** RECORDS SUPPLIED follows **

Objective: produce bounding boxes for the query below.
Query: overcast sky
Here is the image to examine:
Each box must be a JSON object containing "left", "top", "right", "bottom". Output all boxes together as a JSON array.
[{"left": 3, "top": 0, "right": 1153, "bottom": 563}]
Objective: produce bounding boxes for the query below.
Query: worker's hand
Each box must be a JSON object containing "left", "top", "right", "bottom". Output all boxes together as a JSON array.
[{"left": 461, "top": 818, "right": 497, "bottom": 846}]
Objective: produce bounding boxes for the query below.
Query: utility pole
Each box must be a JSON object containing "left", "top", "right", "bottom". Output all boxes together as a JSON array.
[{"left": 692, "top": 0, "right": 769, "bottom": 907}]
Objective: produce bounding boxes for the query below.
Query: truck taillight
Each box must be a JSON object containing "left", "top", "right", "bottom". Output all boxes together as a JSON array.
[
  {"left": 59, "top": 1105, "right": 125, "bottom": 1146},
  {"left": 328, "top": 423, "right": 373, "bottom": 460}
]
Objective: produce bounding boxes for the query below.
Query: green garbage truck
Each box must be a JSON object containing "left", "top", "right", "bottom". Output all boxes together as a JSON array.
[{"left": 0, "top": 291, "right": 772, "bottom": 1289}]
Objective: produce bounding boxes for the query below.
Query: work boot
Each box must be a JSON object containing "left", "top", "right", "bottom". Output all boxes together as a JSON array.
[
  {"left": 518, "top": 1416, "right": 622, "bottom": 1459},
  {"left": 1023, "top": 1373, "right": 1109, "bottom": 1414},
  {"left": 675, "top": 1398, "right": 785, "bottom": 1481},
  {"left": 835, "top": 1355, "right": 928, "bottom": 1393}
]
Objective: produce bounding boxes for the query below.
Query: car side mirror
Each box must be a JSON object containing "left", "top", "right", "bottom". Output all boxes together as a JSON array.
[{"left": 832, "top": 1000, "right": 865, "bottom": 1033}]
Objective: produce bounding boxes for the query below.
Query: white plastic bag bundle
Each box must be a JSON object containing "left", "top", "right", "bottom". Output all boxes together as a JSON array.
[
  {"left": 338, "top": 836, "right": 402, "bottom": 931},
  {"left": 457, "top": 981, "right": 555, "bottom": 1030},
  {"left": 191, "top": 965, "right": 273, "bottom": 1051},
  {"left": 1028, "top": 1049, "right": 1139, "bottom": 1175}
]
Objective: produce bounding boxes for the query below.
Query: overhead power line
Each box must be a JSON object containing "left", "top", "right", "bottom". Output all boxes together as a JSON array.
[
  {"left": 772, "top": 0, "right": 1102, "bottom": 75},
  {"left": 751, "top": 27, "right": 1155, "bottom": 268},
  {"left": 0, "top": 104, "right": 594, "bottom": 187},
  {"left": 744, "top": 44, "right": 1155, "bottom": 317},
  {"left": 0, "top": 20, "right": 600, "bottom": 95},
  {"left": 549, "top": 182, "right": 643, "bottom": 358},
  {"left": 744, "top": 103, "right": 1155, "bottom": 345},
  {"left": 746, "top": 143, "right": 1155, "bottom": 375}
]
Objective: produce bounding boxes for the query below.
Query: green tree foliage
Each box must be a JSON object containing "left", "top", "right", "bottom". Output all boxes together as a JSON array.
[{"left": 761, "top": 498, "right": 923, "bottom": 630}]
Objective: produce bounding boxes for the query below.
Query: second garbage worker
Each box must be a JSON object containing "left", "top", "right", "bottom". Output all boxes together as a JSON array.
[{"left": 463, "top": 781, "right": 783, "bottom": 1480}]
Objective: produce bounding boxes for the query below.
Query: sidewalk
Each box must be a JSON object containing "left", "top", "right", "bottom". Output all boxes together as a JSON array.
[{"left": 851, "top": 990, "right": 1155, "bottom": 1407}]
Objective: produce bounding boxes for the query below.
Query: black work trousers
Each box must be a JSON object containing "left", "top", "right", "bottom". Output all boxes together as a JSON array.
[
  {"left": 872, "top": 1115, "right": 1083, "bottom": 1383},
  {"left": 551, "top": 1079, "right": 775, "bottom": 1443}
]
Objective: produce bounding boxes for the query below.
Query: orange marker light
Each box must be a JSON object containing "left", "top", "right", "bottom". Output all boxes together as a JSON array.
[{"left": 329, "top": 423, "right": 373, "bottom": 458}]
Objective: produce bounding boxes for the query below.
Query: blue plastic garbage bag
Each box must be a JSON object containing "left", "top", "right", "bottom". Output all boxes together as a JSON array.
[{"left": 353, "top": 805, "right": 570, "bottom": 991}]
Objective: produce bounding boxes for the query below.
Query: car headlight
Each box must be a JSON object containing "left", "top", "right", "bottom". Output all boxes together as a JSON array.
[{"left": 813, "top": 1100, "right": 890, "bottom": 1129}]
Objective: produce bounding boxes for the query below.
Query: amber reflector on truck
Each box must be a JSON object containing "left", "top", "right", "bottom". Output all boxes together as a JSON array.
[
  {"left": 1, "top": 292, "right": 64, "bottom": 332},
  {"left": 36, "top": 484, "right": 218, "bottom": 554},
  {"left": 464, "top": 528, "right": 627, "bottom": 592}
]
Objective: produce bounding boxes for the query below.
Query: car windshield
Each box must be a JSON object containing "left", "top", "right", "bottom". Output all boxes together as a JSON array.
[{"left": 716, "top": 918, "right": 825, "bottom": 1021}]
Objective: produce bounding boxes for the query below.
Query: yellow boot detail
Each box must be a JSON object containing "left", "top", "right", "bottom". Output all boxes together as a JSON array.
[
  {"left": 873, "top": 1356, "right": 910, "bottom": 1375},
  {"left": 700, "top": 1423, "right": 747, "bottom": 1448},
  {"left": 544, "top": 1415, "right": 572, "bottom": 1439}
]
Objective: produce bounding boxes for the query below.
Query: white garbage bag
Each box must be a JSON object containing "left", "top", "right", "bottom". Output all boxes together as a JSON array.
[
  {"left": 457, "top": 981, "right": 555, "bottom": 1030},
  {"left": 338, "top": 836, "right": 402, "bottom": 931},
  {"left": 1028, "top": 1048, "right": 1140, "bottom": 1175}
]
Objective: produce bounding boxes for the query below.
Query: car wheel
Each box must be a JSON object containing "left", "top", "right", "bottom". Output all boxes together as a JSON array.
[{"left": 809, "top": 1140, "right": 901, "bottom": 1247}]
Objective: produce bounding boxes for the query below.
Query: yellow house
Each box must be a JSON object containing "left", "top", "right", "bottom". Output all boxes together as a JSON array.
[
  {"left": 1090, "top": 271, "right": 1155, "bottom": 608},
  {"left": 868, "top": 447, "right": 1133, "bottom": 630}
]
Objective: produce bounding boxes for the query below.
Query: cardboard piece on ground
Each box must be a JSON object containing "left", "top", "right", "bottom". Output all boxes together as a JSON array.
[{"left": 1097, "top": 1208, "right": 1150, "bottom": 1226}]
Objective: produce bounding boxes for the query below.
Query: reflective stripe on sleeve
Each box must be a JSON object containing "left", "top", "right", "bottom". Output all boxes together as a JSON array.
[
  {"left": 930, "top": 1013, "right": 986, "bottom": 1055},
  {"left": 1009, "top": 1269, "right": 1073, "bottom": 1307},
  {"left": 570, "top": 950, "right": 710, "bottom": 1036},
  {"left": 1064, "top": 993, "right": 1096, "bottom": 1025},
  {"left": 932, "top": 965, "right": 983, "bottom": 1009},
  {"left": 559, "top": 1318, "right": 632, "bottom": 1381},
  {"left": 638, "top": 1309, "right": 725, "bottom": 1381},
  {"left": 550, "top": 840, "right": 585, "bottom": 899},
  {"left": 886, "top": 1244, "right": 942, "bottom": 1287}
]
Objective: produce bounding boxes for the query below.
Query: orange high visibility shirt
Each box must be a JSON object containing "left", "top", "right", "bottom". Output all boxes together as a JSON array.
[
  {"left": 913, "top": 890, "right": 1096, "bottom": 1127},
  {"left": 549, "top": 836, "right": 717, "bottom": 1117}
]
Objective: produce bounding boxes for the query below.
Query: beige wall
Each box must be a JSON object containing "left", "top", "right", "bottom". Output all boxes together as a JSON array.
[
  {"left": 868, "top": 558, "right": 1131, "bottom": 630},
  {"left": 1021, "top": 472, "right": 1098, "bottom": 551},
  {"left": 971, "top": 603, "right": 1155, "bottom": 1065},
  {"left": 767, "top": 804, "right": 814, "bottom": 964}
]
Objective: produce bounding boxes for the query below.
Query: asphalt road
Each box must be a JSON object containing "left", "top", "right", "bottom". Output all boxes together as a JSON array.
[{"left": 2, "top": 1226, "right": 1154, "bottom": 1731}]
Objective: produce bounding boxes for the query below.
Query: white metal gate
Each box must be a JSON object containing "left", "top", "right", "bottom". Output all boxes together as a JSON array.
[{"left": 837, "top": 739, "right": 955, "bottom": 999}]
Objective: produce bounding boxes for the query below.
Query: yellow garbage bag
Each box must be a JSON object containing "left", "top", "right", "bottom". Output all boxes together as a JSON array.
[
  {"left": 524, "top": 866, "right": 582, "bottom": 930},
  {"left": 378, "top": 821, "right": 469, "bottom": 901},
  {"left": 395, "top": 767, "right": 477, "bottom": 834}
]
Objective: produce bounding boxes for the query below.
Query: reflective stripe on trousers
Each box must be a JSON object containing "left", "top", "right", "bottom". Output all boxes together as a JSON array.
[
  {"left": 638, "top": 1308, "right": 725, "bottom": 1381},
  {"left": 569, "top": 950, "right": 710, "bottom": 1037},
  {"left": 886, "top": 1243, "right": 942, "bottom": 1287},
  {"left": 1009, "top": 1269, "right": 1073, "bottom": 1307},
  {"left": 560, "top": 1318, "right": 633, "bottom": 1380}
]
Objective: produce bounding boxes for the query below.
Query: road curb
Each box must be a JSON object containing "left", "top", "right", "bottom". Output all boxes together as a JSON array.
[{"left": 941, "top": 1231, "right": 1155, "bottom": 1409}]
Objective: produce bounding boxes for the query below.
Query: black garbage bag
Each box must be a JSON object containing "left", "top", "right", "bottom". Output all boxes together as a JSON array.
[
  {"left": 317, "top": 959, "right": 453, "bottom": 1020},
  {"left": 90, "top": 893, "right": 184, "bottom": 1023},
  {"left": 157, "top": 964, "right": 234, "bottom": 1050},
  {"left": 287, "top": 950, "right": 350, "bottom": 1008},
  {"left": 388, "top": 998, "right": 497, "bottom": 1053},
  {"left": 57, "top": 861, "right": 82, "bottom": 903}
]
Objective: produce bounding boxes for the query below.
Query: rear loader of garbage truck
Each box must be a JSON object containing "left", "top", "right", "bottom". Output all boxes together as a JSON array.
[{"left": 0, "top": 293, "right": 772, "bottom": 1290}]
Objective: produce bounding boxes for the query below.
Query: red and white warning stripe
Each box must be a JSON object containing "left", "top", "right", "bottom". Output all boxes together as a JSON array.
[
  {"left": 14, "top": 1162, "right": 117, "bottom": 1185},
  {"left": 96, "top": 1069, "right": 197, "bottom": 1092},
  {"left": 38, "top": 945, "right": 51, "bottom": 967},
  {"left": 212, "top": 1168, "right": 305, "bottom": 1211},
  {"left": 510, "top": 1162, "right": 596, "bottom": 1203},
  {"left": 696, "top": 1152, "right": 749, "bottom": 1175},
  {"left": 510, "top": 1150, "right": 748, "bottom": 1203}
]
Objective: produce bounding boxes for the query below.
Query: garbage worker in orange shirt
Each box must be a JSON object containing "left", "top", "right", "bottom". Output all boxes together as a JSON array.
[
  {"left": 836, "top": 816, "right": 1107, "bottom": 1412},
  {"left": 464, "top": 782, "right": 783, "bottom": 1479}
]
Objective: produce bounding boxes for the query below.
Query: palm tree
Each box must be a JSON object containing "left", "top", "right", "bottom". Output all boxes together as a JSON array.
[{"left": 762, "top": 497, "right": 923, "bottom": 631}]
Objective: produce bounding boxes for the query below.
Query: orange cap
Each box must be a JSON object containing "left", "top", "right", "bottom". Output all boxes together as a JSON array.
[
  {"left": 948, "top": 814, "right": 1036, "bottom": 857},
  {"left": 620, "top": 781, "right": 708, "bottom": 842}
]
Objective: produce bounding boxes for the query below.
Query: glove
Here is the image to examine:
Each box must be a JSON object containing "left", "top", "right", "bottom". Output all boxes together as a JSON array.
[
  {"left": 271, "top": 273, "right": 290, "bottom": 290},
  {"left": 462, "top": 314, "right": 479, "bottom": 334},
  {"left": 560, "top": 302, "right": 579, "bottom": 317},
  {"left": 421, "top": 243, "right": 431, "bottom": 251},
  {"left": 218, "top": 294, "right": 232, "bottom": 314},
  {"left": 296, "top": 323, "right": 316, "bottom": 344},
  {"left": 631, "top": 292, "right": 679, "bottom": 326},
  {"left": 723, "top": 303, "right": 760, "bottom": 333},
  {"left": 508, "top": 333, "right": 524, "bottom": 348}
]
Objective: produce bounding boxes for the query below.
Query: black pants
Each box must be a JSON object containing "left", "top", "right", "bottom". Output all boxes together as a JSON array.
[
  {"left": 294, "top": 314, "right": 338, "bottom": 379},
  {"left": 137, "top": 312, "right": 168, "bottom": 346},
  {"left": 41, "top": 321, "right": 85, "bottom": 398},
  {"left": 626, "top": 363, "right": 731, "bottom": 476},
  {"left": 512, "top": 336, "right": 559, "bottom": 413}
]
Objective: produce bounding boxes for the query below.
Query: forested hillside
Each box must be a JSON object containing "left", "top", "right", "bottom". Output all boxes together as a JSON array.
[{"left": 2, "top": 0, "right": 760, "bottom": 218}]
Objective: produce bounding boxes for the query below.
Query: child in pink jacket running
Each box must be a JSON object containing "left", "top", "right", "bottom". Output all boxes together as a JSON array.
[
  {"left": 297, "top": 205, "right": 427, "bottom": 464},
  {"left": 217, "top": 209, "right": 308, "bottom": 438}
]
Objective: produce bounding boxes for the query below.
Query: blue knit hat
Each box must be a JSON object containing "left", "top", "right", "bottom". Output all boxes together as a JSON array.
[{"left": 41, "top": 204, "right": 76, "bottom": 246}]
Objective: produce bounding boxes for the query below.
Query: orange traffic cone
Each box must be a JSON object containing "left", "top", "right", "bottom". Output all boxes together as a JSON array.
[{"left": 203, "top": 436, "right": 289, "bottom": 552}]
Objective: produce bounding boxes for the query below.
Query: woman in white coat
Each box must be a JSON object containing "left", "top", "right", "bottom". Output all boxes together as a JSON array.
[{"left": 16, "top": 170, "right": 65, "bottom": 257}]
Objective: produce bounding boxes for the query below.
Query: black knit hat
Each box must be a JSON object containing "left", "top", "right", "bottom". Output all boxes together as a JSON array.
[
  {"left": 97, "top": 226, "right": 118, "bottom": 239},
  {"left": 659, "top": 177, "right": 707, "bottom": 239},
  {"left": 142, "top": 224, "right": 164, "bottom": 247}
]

** End of RECORDS SUPPLIED **

## BRIEF
Repeat the material exactly. Begin with its first line and end with the line that has "Query: car side mirror".

## RESPONSE
Objective: produce bounding boxes for the query below.
Query: overcast sky
Here is the image to examine:
Each box must be a JSON object containing "left", "top", "right", "bottom". Output all boxes together as a JSON array.
[{"left": 3, "top": 0, "right": 1153, "bottom": 563}]
Objective: produce bounding boxes for the query below.
Query: worker's hand
Each box must be a JSON object containing "left", "top", "right", "bottom". Output all boxes together as a JSON array.
[{"left": 461, "top": 818, "right": 497, "bottom": 846}]
Objective: produce bounding boxes for the query below.
Query: utility pole
Each box must be a JSON object containing "left", "top", "right", "bottom". Output all boxes together as a JSON array.
[{"left": 692, "top": 0, "right": 769, "bottom": 907}]
Objective: produce bounding boxes for the query below.
Query: truck taillight
Each box must be a JSON object containing "left", "top", "right", "bottom". Output all boxes together as a JSON array.
[
  {"left": 59, "top": 1105, "right": 125, "bottom": 1146},
  {"left": 328, "top": 423, "right": 373, "bottom": 460}
]
Objective: produce bounding boxes for the query below.
Query: green garbage truck
Each box must be a JSON object containing "left", "top", "right", "bottom". Output all boxes together as a JSON array.
[{"left": 0, "top": 291, "right": 772, "bottom": 1289}]
Objective: produce bounding boxes for the query below.
Query: work boot
Each box must be a JSON object containing "left", "top", "right", "bottom". Output all boxes together as a JSON array.
[
  {"left": 518, "top": 1416, "right": 622, "bottom": 1459},
  {"left": 1023, "top": 1373, "right": 1109, "bottom": 1414},
  {"left": 675, "top": 1398, "right": 785, "bottom": 1481},
  {"left": 835, "top": 1355, "right": 928, "bottom": 1393}
]
Objective: produce bounding boxes for the query below.
Query: car side mirror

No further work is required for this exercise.